## Your goal
Gather all lines from the material that contain "facade".

━━━ Supplied information ━━━

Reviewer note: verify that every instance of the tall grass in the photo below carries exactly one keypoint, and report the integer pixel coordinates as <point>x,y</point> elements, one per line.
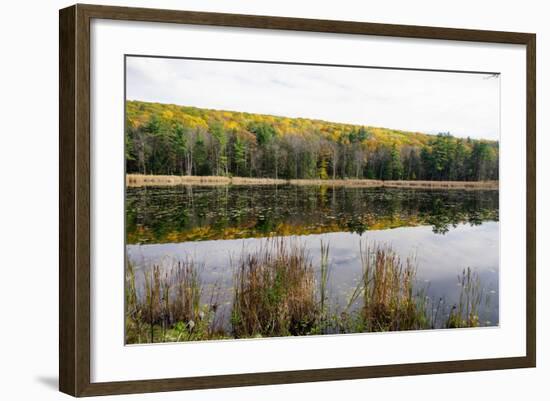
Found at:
<point>466,312</point>
<point>141,180</point>
<point>274,291</point>
<point>170,307</point>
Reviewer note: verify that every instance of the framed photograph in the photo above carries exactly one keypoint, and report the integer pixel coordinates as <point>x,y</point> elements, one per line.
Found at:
<point>250,200</point>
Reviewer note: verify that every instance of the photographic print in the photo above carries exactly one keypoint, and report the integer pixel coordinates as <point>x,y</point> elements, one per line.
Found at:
<point>268,199</point>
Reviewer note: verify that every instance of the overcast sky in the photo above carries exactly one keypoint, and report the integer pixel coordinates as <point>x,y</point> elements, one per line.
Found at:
<point>425,101</point>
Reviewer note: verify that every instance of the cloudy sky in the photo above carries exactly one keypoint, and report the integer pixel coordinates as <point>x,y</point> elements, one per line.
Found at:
<point>425,101</point>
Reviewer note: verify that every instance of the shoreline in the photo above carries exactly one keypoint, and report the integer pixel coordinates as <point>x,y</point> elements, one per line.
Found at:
<point>141,180</point>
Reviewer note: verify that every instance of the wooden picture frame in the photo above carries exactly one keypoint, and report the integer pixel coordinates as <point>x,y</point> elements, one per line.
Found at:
<point>74,199</point>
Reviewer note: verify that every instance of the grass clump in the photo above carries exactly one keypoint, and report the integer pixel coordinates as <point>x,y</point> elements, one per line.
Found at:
<point>274,293</point>
<point>389,299</point>
<point>278,291</point>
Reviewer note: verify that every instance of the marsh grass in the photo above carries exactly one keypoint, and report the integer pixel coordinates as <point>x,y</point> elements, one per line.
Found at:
<point>389,299</point>
<point>466,312</point>
<point>170,307</point>
<point>143,180</point>
<point>276,292</point>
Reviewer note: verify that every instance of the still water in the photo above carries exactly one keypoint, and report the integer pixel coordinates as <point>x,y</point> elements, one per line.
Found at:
<point>445,231</point>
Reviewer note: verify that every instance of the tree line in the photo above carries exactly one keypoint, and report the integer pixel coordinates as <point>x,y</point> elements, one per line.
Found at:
<point>179,140</point>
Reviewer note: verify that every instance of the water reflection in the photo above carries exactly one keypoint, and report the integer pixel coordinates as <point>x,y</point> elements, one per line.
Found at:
<point>440,258</point>
<point>186,213</point>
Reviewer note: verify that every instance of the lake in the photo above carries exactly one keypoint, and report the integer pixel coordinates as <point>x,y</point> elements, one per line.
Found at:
<point>445,232</point>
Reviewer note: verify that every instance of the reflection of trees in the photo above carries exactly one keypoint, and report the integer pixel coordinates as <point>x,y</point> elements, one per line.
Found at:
<point>171,214</point>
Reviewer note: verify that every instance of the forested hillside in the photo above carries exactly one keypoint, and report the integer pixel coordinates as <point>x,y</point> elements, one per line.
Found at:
<point>180,140</point>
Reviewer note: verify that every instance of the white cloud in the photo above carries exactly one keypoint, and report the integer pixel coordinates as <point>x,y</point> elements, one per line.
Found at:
<point>464,104</point>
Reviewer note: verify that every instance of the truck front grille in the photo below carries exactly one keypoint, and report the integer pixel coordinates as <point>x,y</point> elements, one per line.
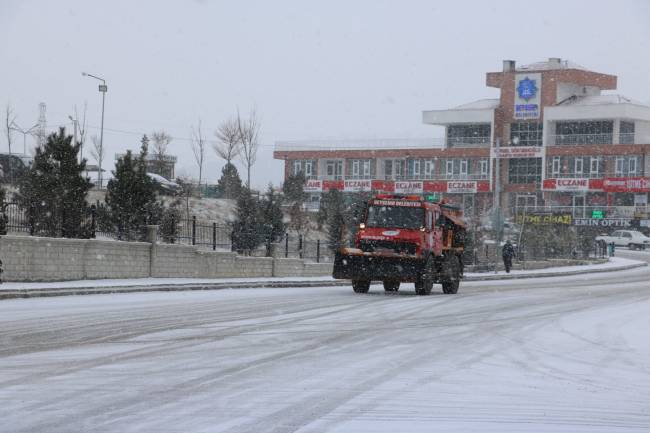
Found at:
<point>373,246</point>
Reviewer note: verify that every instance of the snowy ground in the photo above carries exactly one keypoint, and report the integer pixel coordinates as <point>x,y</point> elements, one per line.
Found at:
<point>561,354</point>
<point>132,282</point>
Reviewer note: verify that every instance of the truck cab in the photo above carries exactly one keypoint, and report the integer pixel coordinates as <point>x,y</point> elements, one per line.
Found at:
<point>405,239</point>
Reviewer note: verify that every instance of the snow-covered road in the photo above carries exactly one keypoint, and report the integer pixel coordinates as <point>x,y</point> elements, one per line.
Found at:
<point>566,354</point>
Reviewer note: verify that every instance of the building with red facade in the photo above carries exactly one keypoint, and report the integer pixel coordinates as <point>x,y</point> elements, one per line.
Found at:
<point>557,137</point>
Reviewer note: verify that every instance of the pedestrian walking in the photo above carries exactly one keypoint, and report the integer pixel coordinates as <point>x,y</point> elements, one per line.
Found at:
<point>507,254</point>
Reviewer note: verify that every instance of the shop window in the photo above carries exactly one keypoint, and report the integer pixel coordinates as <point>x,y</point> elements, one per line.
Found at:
<point>524,170</point>
<point>483,167</point>
<point>429,168</point>
<point>626,132</point>
<point>555,167</point>
<point>526,134</point>
<point>467,135</point>
<point>578,166</point>
<point>297,167</point>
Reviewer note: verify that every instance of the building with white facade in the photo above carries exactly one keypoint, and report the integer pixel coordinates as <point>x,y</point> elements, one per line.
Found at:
<point>556,137</point>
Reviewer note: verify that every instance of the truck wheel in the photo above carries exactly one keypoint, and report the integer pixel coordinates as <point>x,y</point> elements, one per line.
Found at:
<point>360,286</point>
<point>424,283</point>
<point>391,286</point>
<point>450,275</point>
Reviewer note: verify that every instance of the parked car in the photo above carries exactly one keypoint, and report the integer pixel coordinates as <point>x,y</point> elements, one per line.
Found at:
<point>626,238</point>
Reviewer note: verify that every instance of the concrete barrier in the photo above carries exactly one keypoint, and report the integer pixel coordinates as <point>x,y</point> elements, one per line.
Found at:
<point>29,258</point>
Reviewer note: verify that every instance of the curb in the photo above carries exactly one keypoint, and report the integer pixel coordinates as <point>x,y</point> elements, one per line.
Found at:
<point>554,274</point>
<point>42,293</point>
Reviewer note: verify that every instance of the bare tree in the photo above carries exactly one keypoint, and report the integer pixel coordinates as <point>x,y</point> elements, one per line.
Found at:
<point>160,142</point>
<point>98,153</point>
<point>228,146</point>
<point>9,121</point>
<point>82,129</point>
<point>198,147</point>
<point>249,131</point>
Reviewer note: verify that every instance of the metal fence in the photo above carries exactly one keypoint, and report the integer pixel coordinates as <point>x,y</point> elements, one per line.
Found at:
<point>206,235</point>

━━━

## Output
Reviewer note: verify that every instance of the building with red facade in the photo above carries exactly one keypoint, and report the integer pixel coordinates as <point>x,y</point> elements, one per line.
Reviewer note: verify that every instance of the building with white facade in the photo above carries exactly one keypoint, and report the integer pixel coordinates as <point>x,y</point> elements, one per line.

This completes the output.